> **Supplied passage**:
--------

I’m alive and I’m on Vicodin.  Not too much pain but very loopy.  Much more than normal peanut gallery people.

Surgery seemed fast, I was completely out.

Suffering bad headaches too.

Haven’t used the restroom yet.  Not looking forward to it.  Hospital gave us an actual  Sitz BAth which my husband set up. Like a Bidet for your rear end.

Life at present.

All my pre-tests are done for surgery and my novel is almost complete for Nano.  The ending is tough but it is writing itself.  I do believe I’ve got the ending in my head figured out.  Bad english, let’s try that again… I do believe I have the ending figured out in my head.

My Christmas shopping is completely finished as I do it all on-line.  I even bought a few extra items for people I don’t usually buy for.

Plus, my husband bought me a Wii with the Wii Sports and Sports Resort for an early B-Day present.  It is so cool.  It gets me  off the couch now and really does get me sweating playing bowling and tennis, etc.  I look forward to recovering from surgery and doing even more.

So, that’s life right now, as I know it.

--------

> **The task**: Write the next part of the personal update about surgery and everyday life, starting after its last sentence.

> **Supplied data**:
--------

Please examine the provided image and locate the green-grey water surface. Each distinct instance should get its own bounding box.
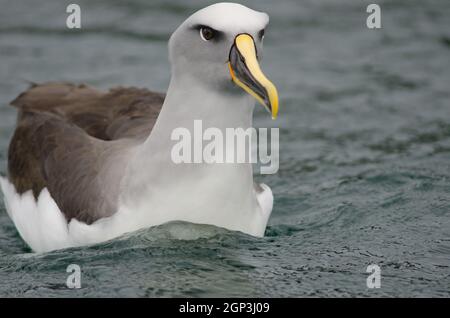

--------

> **Task answer**:
Specialist Instructions and Onward

The referral to the surgeon has been approved and I am going to call tomorrow to get things set up.  I guess the medical director had to give the okay for the change.  I don’t know why it was such a hassle to get a closer doctor.

Anyway, a few things the specialist did advise is to take a Sitz bath or sit in the bath two times a day to relax the muscles and to take Metamucil instead of the Fiber I’ve been taking.  Metamucil, really?  I hope it comes in a pill now.  I remember that stuff was gritty.  And two baths a day?  You know how if you are in thew ater to long you come out looking like a prune, I wonder if I can lose weight in my ass cheeks by doing this.

 

Getting To The Bottom Of The Problem

Well, today was the day I was both waiting for and dreading.  The day of the specialist/surgeon appointment.  This one was a lady and she was super nice.  She didn’t have to use that horrible tool this time and she  totally empathized when I told her about what happened with the rude, male doctor I saw (who is in the same medical group and office she is in.  They have like 4 or 5 exam rooms or whatever and 4 or so doctors so it’s not like he heard me, not that I care).  Anyway, she even explained what can cause the fissures to be painful and a bit of how to try to keep your diet stable in order to handle it.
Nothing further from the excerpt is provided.